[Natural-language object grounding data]
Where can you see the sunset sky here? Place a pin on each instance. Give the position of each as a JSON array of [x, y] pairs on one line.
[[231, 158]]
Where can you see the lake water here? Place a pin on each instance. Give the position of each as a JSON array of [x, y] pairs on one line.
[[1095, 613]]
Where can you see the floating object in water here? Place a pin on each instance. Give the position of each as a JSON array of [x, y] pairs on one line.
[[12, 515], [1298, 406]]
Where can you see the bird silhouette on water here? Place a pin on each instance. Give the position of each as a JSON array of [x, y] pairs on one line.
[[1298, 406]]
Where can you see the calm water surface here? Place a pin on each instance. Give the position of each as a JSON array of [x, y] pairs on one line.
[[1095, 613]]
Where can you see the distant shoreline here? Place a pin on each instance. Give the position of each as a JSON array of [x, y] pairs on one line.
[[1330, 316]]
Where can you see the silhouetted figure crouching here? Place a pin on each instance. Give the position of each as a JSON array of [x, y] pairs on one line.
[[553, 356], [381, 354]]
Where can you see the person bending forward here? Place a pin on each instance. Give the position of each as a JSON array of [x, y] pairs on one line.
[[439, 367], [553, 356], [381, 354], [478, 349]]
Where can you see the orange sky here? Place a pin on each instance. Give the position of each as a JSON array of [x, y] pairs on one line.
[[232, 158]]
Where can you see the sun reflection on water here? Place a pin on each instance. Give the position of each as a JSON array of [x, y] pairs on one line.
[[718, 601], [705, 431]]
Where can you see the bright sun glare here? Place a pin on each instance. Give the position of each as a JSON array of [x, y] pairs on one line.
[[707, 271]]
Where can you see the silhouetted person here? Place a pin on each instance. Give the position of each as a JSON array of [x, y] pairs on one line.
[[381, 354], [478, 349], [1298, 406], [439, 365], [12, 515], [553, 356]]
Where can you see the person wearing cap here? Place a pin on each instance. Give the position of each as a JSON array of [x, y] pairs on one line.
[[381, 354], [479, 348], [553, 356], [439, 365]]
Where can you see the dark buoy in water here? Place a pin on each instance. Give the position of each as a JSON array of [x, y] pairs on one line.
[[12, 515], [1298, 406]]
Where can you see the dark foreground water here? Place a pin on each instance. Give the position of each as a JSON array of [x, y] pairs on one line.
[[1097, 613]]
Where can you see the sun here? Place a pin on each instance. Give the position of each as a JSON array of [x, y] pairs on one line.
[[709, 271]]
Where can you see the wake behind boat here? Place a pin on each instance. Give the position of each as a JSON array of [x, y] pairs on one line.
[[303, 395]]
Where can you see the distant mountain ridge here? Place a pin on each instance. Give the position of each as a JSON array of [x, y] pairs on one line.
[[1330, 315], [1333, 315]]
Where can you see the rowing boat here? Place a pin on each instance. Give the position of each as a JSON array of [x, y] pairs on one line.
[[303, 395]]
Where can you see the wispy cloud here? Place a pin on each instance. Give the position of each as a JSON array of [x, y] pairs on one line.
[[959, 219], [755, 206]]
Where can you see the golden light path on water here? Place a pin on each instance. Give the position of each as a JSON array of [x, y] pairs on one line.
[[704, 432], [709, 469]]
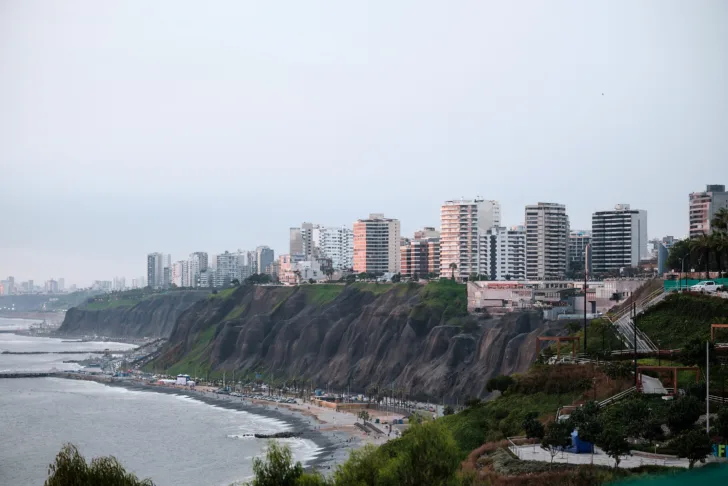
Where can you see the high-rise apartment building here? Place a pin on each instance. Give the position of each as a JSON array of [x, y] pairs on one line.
[[227, 269], [547, 245], [577, 245], [155, 270], [197, 263], [703, 206], [462, 223], [619, 238], [202, 260], [337, 244], [502, 253], [426, 232], [295, 242], [118, 284], [180, 276], [420, 257], [376, 245], [167, 271], [265, 257]]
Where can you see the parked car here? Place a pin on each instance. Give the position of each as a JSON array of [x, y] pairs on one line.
[[705, 286]]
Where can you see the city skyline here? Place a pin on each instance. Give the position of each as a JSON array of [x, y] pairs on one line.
[[223, 139]]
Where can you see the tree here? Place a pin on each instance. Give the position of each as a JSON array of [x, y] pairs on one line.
[[533, 428], [500, 383], [632, 416], [694, 445], [277, 469], [703, 244], [556, 438], [70, 469], [614, 444], [720, 424], [587, 421], [720, 221], [683, 413], [678, 251], [428, 456], [362, 468]]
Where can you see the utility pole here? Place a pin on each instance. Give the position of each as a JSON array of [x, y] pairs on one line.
[[585, 284], [634, 328], [707, 387]]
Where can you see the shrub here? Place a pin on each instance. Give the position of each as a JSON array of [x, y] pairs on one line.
[[70, 469]]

WHAT IS EXPECTED | Retype each line above precisely, please. Skip anything that is a picture.

OUTPUT FOR THIS EXERCISE |
Where can you see the sunset sky here? Place a pin on each instance. Give the position of each as a JSON array of [x, y] pairs on one line.
[[231, 158]]
Where can you see the lake water here? Place a pin on each instance. Give the position of each as a JSON array of [x, y] pairs on one line.
[[1095, 613]]
Where can you see the floating object in water here? Place a pin on each instance. Give the position of each as a JSON array of [x, y] pairs on one line.
[[12, 515], [1298, 406]]
Where can you see the bird silhouette on water here? Place a pin on each instance. Give the position of each as a JSON array of [x, y] pairs on one line.
[[1298, 406]]
Where can you see the calm water surface here? Place a pin on each instance. Give the position of each as a JSON array of [x, y] pairs on one line.
[[1095, 613]]
Where can you see the distant shoreline here? Place a pin on each instance. Give the position of each as a JSON array of [x, y] pairs on one line.
[[1330, 316]]
Where can you see the silhouetted figure crouching here? Place a pin on each instance. Give the position of each as a JSON array of [x, y] pairs on one line.
[[553, 356], [381, 354]]
Where can you see the person bending forward here? Place a pin on each instance. Give the position of each as a JSON array of [x, y] pairs on one line.
[[439, 367], [553, 356], [381, 354], [478, 349]]
Where can you see the orange sky here? Place a pin on each instance. Give the position of each as a JSON array of [x, y] pairs on one line.
[[232, 158]]
Where can you see the sun reflection on water here? Place a pin on each instance. Give the position of each as a JSON array of [x, y] pairs on one line.
[[718, 601], [705, 431]]
Where can you see the bright sun glare here? Place a pin on each instance. Give the position of each as a JSON array of [x, y] pairs on one line.
[[707, 271]]
Where can you see the silhouetted person here? Place a pin on each instance. Give the position of each as a JSON array of [x, y] pairs on one line.
[[381, 354], [478, 349], [1298, 406], [439, 365], [12, 515], [553, 356]]
Where can you see the person wearing cap here? Place a pin on each instance. Give the position of each as a JSON array of [x, y] pairs on one line.
[[381, 354], [479, 348], [553, 356], [439, 365]]
Where can you see the dark buoy in water here? Place a pin on each instance. Give the position of each as a JSON array of [x, y] pairs on one line.
[[12, 515], [1298, 406]]
Where can you see the dark foreground water here? Place a pin on each instance. Give the position of each as a JSON array of [x, y] pairs on one line.
[[1097, 613]]
Where can you see the sun here? Place a pin on each instance. Give the position of each as a JSON array of [x, y] pairs on one line.
[[709, 271]]
Where can you see the wake behind boat here? Place a pin on each instance. Give the position of each as a JSON array of [x, y] pairs on one line.
[[303, 395]]
Where can you see the distant mountain ridge here? Place a pin on each instance. Give the position of each as a JSON array of [x, y] pairs on one line.
[[1330, 315], [1333, 315]]
Where can you see the rowing boat here? Place a pin on each instance. Give the position of each as a JSON array of [x, y] pairs on one line.
[[303, 395]]
Where can you see the wispy cloud here? Place a pin on each instance. Give the position of each as a JSON array of [x, y] pairs on one line.
[[959, 219], [755, 206]]
Where can you see the golden light path on water here? Place a pin on each instance. Give the position of each as a JSON array of [x, y] pairs on one line.
[[704, 432], [709, 469]]
Where can you see the high-rise apartment building here? Place a pin on each instance. Give the position of each as a JSON array of [x, y] pairs on one line.
[[227, 269], [547, 245], [577, 245], [155, 270], [197, 263], [703, 206], [462, 223], [619, 238], [202, 260], [337, 244], [502, 253], [426, 232], [295, 242], [118, 284], [180, 276], [420, 257], [376, 245], [167, 271], [265, 257]]
Where can you see the parked car here? Place a pin on each instance. Give the position of each as a JSON array of [x, y] pairs on one line.
[[705, 286]]
Where can you see the city skyline here? Place a pin on each instance. Give the position of each as a JSON array of [x, y] pairs on one line.
[[223, 139]]
Where can you see the tree here? Place a pin on each instance. Give the position of each as a JSON array of [x, y] pairs on one line.
[[533, 428], [500, 383], [632, 416], [694, 445], [277, 469], [703, 244], [556, 438], [70, 469], [614, 444], [720, 424], [587, 421], [720, 221], [683, 413], [678, 251], [428, 456], [362, 468]]
Where can you see the utility pole here? Place a pin on each instance. Give the position of each as a JSON array of [x, y] pairs on one line.
[[585, 284], [634, 328], [707, 387]]
Where can you see the shrub here? Place a pin on each instance. Give the position of each as a JSON array of [x, y] pairs on one line.
[[70, 469]]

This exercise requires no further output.